## TASK REQUIREMENTS
One number is the expected answer: the count of lines in the material below containing the word "trousers".

=====

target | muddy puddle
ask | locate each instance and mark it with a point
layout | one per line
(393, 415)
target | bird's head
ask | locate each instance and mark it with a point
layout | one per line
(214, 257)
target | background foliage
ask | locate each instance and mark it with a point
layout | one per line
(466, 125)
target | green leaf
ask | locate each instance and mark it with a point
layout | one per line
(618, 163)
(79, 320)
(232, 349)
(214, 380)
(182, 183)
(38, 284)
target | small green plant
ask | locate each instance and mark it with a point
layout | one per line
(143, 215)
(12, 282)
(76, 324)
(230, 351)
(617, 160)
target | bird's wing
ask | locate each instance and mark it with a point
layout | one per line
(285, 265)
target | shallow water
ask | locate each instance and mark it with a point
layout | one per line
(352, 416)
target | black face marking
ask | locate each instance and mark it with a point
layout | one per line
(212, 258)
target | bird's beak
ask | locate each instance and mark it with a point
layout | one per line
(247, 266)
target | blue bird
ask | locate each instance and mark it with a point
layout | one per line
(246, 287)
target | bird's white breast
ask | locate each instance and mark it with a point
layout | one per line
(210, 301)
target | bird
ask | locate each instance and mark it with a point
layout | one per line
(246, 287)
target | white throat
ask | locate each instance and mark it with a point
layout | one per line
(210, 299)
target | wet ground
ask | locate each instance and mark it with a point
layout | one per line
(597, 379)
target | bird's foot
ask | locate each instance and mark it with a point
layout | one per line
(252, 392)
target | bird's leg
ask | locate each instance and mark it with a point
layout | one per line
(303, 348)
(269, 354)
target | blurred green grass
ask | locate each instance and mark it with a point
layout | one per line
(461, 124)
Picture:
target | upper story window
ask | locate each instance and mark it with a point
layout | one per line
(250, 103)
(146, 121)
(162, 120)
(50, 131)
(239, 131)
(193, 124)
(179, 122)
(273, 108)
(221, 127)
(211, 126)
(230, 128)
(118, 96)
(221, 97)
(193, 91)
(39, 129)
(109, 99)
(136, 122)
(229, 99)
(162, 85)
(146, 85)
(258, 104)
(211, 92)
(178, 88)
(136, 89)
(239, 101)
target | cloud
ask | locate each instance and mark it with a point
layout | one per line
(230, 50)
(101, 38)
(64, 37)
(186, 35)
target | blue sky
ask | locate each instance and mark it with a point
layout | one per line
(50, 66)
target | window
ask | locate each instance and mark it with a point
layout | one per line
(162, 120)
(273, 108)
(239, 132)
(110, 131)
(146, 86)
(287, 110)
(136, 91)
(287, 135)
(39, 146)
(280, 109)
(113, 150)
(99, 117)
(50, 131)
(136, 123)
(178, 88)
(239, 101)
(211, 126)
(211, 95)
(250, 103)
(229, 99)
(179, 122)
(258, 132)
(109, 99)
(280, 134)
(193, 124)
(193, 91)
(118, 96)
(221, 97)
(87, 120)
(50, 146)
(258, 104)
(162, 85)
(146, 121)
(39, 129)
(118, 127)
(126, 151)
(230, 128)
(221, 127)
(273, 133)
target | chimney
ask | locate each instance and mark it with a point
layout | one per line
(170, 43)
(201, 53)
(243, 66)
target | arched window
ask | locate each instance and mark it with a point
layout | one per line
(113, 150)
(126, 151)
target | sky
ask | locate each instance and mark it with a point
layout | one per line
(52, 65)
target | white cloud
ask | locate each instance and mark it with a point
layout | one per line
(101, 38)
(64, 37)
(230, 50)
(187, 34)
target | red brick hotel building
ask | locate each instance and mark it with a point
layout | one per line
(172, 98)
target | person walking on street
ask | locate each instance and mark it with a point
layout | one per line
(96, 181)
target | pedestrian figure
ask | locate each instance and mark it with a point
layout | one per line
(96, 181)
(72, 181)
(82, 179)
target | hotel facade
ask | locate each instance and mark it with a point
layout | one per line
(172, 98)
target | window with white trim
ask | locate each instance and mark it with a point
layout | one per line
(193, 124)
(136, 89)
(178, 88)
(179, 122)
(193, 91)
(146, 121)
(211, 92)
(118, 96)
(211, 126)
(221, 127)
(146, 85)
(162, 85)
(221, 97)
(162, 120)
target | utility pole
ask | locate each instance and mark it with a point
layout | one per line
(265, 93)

=====

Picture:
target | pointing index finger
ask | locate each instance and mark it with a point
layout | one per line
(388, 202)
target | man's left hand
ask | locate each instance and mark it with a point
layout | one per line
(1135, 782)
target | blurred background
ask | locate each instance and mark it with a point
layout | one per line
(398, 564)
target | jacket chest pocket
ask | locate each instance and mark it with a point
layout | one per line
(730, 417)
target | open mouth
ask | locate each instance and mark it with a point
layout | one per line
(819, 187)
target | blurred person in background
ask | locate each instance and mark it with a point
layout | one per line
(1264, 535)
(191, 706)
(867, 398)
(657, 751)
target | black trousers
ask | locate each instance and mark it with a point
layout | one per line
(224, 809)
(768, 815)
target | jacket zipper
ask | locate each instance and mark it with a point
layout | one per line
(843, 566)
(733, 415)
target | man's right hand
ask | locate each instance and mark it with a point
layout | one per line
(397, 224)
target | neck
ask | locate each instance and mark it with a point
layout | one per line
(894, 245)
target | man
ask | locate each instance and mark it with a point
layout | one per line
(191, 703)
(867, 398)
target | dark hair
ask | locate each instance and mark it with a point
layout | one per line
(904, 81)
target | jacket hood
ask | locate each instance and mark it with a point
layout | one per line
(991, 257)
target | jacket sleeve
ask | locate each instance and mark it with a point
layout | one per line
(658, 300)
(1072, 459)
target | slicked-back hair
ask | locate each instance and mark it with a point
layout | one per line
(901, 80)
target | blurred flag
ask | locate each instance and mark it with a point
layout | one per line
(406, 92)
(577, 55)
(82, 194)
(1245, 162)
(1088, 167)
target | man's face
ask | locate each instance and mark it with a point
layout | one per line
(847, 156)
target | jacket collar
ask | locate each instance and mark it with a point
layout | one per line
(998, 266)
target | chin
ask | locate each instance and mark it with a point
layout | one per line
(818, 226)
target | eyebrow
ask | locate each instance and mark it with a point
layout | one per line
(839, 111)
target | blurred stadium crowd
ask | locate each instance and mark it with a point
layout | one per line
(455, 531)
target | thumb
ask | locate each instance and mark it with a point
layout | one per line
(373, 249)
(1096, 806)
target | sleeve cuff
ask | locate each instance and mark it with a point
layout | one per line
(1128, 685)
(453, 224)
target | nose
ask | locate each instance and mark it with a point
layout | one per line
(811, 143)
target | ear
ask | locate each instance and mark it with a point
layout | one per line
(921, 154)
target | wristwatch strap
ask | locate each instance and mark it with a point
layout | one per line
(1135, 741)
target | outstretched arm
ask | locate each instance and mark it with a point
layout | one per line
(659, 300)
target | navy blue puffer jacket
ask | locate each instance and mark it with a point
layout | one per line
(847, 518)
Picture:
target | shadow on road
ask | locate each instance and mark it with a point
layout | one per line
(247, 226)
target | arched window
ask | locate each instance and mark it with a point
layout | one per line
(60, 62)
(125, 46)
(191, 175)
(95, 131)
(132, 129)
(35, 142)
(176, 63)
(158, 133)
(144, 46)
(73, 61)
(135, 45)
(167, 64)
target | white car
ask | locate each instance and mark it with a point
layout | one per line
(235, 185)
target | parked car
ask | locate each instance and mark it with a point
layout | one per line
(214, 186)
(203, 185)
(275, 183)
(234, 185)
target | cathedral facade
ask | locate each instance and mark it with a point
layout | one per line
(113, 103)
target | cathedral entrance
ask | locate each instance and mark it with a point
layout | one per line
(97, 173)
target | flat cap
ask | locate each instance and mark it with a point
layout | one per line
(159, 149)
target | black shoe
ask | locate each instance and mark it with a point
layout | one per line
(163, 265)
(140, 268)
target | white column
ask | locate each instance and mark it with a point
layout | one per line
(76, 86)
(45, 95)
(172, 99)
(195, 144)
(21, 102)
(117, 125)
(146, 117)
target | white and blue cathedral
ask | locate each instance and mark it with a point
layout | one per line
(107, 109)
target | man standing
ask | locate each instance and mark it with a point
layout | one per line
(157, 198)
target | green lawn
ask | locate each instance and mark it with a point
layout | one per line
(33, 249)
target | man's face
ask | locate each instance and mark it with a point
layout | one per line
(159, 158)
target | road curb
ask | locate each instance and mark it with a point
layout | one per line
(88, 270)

=====

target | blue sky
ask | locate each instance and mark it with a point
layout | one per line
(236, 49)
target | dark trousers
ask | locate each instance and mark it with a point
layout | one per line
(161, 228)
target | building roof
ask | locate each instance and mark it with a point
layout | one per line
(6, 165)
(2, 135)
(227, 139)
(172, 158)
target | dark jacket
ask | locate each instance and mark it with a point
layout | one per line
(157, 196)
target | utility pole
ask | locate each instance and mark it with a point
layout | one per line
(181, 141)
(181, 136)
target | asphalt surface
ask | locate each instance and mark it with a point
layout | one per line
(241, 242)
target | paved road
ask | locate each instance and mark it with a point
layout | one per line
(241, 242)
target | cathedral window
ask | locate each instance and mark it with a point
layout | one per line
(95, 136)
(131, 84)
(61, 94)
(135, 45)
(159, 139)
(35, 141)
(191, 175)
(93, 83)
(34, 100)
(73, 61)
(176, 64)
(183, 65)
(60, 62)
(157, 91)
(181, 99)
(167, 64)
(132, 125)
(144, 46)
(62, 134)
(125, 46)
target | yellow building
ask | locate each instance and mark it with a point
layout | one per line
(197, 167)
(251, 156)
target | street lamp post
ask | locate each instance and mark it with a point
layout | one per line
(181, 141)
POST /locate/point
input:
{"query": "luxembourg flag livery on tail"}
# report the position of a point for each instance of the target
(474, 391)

=====

## REPLY
2